Work instructions
Please go on with the Haiti earthquake report, starting after its last sentence.

Text segment
--- --- ---

Thousands were feared dead in a major earthquake that destroyed the presidential palace, schools, hospitals and hillside shanties in Haiti, its leaders said on Wednesday, and the United States and other nations geared up for a big relief operation.
Destruction in the capital was "massive and broad," and tens -- if not hundreds -- of thousands of homes were destroyed, a spokesman for the U.N. mission said.
Sobbing and dazed people wandered the streets of Port-au-Prince, and voices cried out from the rubble.
"Please take me out, I am dying. I have two children with me," a woman told a Reuters journalist from under a collapsed kindergarten in the Canape-Vert area of the capital.
The presidential palace lay in ruins, its domes fallen on top of flattened walls. Preval and his wife were not inside when the quake hit.

--- --- ---

Point-per-instance localization data
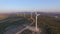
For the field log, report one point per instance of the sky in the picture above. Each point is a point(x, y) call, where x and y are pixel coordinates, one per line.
point(18, 5)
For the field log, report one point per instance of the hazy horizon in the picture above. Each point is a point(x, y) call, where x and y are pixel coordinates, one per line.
point(29, 5)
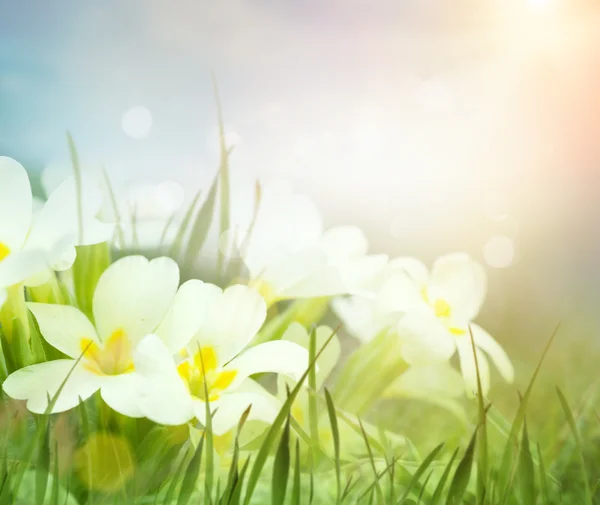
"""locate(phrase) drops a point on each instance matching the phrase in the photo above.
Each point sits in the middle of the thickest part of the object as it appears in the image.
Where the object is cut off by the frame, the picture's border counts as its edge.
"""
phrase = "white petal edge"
(134, 295)
(36, 382)
(63, 327)
(487, 343)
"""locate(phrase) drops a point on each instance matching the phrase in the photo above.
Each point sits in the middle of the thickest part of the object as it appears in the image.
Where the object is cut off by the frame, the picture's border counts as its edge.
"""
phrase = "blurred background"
(435, 125)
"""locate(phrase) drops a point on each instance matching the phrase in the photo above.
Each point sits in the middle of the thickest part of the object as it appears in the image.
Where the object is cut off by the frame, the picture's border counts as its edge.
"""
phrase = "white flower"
(133, 298)
(31, 245)
(432, 313)
(215, 368)
(289, 255)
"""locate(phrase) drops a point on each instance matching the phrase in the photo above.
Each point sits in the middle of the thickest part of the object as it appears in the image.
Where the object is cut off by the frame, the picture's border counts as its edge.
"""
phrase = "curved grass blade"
(504, 471)
(296, 489)
(281, 467)
(263, 452)
(462, 475)
(190, 477)
(439, 489)
(184, 225)
(419, 472)
(335, 433)
(525, 472)
(201, 225)
(573, 427)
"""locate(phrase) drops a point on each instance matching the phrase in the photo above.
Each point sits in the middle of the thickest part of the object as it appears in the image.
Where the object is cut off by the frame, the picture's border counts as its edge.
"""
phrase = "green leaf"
(43, 465)
(420, 471)
(201, 225)
(462, 475)
(503, 484)
(191, 476)
(575, 432)
(271, 435)
(183, 227)
(296, 489)
(335, 433)
(525, 473)
(437, 493)
(281, 467)
(544, 485)
(224, 220)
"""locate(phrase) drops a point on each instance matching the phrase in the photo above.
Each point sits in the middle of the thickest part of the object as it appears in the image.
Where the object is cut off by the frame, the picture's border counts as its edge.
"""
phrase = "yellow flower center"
(201, 374)
(113, 357)
(443, 310)
(4, 251)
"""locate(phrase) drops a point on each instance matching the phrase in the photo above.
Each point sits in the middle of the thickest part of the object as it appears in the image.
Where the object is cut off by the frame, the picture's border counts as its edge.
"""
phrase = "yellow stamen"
(442, 308)
(112, 358)
(4, 250)
(224, 380)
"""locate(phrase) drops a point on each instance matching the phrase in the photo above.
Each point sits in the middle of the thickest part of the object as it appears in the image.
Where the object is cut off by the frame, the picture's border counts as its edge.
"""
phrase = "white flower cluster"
(165, 351)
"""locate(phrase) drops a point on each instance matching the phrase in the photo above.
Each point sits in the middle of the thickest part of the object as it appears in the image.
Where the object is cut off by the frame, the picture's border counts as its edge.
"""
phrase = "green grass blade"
(78, 184)
(183, 227)
(544, 484)
(462, 475)
(419, 472)
(224, 190)
(263, 452)
(43, 467)
(439, 489)
(335, 433)
(482, 448)
(526, 472)
(313, 414)
(191, 475)
(372, 459)
(575, 432)
(201, 225)
(281, 467)
(296, 489)
(115, 208)
(504, 471)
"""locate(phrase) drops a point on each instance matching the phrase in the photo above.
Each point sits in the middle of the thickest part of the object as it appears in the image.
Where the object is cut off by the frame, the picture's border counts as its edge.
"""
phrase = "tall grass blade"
(188, 484)
(462, 475)
(263, 452)
(335, 434)
(575, 432)
(281, 467)
(419, 472)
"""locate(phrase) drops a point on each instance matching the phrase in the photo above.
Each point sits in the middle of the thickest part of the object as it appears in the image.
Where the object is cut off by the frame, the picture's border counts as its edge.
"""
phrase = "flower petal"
(121, 393)
(163, 396)
(424, 338)
(326, 362)
(467, 366)
(36, 382)
(343, 242)
(58, 220)
(414, 268)
(21, 266)
(193, 304)
(461, 282)
(277, 356)
(230, 407)
(16, 204)
(134, 295)
(233, 318)
(487, 343)
(63, 327)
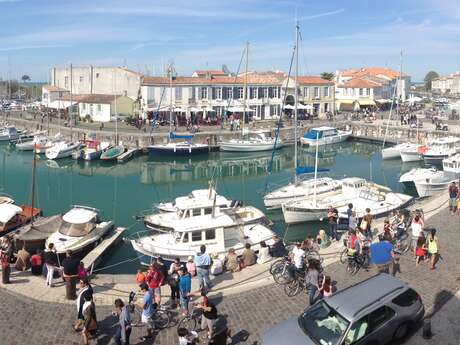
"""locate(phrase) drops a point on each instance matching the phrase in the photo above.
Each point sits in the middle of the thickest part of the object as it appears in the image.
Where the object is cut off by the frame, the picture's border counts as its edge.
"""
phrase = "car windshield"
(75, 230)
(323, 324)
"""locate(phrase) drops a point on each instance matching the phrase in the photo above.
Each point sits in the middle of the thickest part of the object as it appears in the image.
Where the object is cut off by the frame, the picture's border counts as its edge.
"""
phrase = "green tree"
(429, 78)
(327, 75)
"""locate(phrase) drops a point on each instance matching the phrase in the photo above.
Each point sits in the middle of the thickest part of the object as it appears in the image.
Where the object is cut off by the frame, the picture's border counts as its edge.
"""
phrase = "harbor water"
(123, 191)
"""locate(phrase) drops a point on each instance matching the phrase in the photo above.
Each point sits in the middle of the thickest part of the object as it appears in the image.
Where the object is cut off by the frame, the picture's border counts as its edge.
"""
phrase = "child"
(82, 271)
(140, 277)
(191, 267)
(420, 251)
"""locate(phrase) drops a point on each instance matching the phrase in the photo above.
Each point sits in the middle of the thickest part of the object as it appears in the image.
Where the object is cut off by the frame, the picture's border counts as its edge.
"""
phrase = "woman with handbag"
(90, 326)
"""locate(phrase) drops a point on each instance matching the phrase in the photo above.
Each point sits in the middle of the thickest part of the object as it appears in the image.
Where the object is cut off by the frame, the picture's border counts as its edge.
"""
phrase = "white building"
(97, 80)
(213, 95)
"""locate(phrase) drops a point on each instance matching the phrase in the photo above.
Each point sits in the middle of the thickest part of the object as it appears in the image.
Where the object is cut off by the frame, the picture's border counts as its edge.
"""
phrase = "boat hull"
(160, 150)
(327, 140)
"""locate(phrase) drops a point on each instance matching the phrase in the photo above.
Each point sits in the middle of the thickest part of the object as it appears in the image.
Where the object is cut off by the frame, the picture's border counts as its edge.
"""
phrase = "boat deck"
(94, 256)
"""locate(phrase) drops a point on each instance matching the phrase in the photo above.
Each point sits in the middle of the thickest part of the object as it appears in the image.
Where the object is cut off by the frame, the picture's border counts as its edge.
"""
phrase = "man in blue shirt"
(381, 254)
(148, 309)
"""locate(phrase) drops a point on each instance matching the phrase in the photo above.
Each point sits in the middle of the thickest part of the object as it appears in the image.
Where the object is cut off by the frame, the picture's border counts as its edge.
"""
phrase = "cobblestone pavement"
(249, 314)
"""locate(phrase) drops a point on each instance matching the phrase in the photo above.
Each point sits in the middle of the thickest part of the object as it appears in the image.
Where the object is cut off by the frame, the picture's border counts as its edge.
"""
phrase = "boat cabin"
(79, 222)
(321, 132)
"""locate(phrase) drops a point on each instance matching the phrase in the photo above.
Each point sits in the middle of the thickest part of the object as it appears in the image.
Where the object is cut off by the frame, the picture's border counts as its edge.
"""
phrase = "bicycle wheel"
(188, 323)
(161, 319)
(282, 274)
(344, 256)
(292, 288)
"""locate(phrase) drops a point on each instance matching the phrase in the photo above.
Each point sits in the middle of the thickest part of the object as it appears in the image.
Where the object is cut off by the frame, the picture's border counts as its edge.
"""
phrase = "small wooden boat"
(113, 153)
(13, 216)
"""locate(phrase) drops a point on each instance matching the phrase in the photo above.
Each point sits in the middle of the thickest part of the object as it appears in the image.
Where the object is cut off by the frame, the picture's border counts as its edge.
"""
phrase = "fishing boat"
(394, 152)
(440, 149)
(93, 150)
(452, 164)
(13, 216)
(9, 133)
(197, 200)
(300, 190)
(254, 142)
(415, 174)
(112, 153)
(219, 231)
(324, 136)
(62, 149)
(434, 185)
(81, 229)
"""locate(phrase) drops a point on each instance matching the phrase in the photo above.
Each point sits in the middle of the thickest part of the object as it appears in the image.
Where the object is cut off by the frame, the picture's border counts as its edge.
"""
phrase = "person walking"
(155, 279)
(433, 248)
(51, 260)
(185, 287)
(453, 195)
(203, 264)
(333, 215)
(124, 323)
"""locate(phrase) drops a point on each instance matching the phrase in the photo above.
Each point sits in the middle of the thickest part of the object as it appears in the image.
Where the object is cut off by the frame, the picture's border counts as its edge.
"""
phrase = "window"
(178, 93)
(196, 236)
(218, 93)
(240, 93)
(210, 234)
(316, 92)
(406, 299)
(265, 90)
(204, 93)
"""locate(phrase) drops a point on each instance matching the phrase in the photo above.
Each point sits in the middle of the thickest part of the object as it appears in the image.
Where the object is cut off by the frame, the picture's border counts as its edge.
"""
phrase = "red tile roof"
(360, 83)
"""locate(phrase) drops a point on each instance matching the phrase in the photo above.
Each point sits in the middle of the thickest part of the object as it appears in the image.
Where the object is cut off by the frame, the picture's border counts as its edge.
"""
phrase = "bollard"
(70, 287)
(426, 331)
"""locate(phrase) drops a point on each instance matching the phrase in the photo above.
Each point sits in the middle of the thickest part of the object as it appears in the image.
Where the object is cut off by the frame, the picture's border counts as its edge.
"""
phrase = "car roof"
(352, 301)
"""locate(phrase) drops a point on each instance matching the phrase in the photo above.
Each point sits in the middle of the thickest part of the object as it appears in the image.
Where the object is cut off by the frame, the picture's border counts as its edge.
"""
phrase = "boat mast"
(296, 97)
(245, 87)
(316, 167)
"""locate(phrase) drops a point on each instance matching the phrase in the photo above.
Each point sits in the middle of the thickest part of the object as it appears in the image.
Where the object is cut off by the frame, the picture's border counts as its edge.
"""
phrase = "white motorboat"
(198, 200)
(9, 133)
(311, 210)
(93, 150)
(452, 164)
(440, 149)
(434, 185)
(38, 141)
(219, 232)
(62, 149)
(325, 135)
(80, 230)
(253, 143)
(394, 152)
(300, 190)
(381, 202)
(415, 174)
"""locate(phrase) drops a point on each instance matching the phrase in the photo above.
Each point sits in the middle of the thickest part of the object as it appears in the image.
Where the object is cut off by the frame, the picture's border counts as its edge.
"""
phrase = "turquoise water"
(123, 191)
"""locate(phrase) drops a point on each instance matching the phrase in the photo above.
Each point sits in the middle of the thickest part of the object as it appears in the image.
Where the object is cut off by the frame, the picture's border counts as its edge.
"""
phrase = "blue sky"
(147, 34)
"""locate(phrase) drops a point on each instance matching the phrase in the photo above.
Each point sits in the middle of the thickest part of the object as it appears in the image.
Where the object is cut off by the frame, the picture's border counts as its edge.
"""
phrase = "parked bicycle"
(160, 319)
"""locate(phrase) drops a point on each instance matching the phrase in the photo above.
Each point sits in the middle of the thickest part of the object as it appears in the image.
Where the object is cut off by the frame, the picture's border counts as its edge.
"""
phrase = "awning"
(365, 102)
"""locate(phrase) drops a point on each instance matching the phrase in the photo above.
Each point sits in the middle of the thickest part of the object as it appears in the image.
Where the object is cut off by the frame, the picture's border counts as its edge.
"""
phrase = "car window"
(380, 316)
(406, 299)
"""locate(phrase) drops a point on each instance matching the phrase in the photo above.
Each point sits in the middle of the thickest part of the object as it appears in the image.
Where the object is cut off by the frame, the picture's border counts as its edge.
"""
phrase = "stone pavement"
(249, 314)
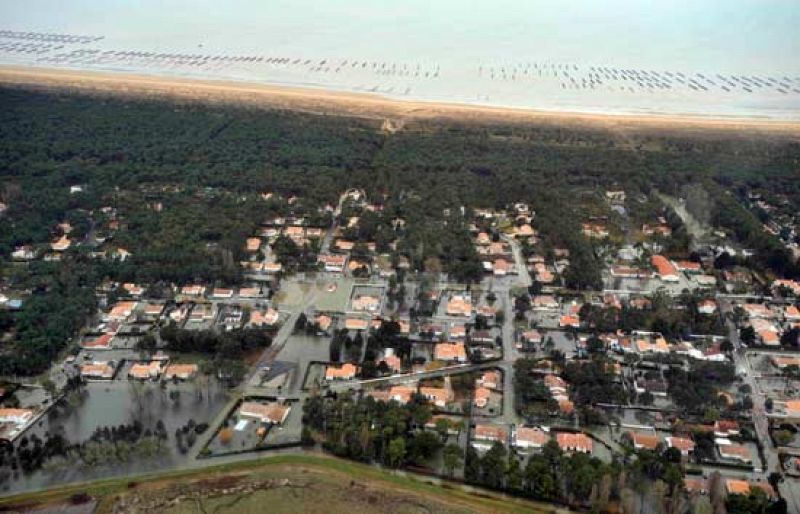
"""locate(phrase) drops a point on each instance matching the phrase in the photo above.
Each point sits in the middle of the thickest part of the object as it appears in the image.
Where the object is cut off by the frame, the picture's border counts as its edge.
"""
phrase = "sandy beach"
(394, 113)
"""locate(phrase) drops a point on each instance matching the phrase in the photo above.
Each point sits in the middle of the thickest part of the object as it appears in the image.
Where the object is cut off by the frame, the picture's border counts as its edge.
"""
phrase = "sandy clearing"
(371, 106)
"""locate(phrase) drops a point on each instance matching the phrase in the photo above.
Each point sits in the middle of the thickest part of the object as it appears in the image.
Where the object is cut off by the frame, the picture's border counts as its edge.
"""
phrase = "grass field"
(284, 483)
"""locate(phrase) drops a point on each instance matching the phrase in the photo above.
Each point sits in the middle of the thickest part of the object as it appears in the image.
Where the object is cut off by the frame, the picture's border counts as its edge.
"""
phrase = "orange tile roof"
(355, 324)
(534, 436)
(104, 341)
(459, 306)
(574, 442)
(450, 352)
(490, 432)
(345, 371)
(569, 321)
(664, 267)
(180, 370)
(681, 443)
(122, 310)
(646, 441)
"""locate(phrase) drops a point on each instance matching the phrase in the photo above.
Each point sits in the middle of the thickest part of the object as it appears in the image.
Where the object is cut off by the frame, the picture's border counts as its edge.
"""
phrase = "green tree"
(397, 452)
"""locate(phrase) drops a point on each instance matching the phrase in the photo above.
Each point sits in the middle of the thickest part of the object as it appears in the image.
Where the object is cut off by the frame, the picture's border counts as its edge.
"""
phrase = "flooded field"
(120, 402)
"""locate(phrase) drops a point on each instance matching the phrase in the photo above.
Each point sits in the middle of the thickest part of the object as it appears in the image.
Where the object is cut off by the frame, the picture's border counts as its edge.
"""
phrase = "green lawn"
(379, 480)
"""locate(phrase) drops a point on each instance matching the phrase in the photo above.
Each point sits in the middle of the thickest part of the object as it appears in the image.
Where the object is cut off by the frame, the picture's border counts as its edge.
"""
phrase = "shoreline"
(367, 105)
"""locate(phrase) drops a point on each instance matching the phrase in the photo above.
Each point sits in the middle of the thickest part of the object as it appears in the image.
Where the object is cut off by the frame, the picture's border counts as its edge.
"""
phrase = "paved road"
(788, 489)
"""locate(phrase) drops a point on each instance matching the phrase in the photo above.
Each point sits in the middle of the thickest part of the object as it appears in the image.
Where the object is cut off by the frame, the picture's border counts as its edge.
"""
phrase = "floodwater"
(716, 57)
(120, 402)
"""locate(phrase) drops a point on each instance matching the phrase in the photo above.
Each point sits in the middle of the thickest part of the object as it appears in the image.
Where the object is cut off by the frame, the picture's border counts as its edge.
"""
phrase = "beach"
(393, 112)
(719, 58)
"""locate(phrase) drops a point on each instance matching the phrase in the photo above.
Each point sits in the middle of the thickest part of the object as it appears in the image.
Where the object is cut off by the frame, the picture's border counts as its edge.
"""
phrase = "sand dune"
(366, 105)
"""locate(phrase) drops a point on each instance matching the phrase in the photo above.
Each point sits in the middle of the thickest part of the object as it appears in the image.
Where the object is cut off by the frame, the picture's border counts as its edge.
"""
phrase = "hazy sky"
(728, 35)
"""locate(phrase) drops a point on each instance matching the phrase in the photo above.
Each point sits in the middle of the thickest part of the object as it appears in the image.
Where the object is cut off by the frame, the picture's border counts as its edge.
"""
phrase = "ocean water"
(708, 58)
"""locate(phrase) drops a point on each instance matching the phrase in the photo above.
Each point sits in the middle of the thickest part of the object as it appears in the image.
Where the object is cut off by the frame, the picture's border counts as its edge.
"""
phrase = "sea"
(708, 58)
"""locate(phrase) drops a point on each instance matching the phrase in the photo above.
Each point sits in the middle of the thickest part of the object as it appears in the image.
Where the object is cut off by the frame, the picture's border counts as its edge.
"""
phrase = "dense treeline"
(63, 298)
(393, 435)
(186, 180)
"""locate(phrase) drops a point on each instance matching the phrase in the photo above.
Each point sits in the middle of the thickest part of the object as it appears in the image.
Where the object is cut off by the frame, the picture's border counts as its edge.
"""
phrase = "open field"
(287, 483)
(371, 106)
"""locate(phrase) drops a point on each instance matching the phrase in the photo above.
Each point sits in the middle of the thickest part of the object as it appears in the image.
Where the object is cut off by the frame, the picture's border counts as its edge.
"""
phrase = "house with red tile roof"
(644, 441)
(489, 433)
(450, 352)
(685, 446)
(666, 271)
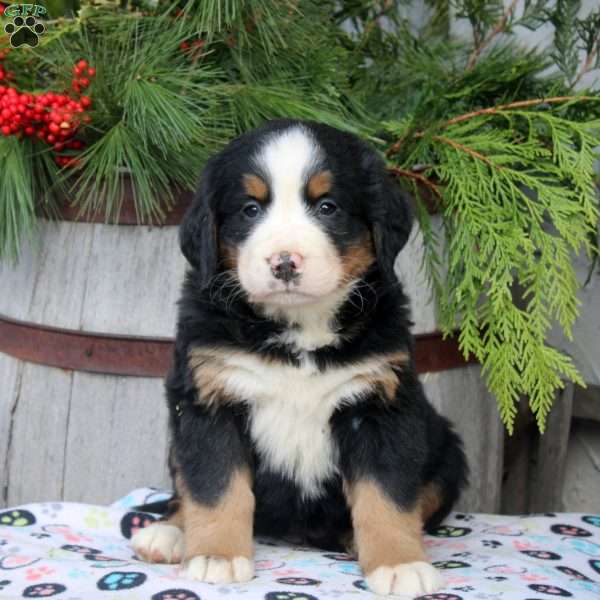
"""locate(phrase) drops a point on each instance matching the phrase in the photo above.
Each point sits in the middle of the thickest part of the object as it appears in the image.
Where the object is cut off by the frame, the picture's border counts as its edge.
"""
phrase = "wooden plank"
(581, 486)
(548, 471)
(136, 280)
(586, 402)
(117, 437)
(60, 288)
(517, 462)
(37, 451)
(10, 379)
(461, 395)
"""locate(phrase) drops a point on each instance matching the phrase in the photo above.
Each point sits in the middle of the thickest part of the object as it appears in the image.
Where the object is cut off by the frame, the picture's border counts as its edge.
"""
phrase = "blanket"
(82, 552)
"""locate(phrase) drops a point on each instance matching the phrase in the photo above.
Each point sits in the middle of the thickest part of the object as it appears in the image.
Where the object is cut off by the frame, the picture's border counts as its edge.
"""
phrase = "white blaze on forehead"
(288, 157)
(286, 160)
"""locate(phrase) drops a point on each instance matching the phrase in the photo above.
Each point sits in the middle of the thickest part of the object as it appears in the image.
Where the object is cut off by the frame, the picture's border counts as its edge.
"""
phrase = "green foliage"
(26, 180)
(463, 122)
(517, 199)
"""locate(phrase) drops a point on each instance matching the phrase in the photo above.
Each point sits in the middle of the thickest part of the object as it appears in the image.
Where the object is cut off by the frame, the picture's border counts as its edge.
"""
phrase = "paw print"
(120, 580)
(570, 530)
(573, 574)
(441, 596)
(34, 573)
(554, 590)
(17, 518)
(175, 595)
(297, 581)
(24, 31)
(288, 596)
(450, 531)
(43, 590)
(132, 522)
(97, 518)
(79, 549)
(542, 554)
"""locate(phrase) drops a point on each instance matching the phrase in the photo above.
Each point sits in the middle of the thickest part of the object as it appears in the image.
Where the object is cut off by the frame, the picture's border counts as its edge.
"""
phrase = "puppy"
(295, 409)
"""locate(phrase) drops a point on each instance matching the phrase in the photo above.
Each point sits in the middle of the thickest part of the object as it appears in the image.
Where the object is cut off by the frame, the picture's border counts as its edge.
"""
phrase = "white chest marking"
(290, 409)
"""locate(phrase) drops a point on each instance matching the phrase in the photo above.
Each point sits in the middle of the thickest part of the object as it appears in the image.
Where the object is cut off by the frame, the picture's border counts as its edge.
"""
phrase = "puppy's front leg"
(382, 450)
(389, 542)
(218, 537)
(217, 503)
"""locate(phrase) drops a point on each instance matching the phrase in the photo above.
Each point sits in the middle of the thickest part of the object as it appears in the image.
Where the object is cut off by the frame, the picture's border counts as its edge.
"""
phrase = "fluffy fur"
(295, 408)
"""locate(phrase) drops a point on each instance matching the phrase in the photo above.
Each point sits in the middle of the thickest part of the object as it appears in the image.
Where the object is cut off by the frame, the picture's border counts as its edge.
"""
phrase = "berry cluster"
(51, 118)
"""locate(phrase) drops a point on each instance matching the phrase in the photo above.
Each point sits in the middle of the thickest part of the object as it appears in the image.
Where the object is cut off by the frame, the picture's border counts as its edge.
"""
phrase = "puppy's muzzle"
(286, 266)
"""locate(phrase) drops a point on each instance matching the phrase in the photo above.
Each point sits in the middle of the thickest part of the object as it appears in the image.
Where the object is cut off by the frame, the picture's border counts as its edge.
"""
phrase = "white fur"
(287, 159)
(290, 409)
(310, 327)
(159, 542)
(216, 569)
(407, 579)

--- --- ---

Expected answer
The quake's epicenter was only 10 miles from Port-au-Prince. About 4 million people live in the city and surrounding area. Many people slept outside on the ground, away from weakened walls, as aftershocks as powerful as 5.9 rattled the city throughout the night and into Wednesday.
The devastation crippled the government and the U.N. security mission that had kept order. There were no signs of organized rescue efforts, and people clawed at concrete chunks with their bare hands to try to free trapped loved ones.
Haitian Red Cross spokesman Pericles Jean-Baptiste said his organization was overwhelmed. "There are too many people who need help ... We lack equipment, we lack body bags."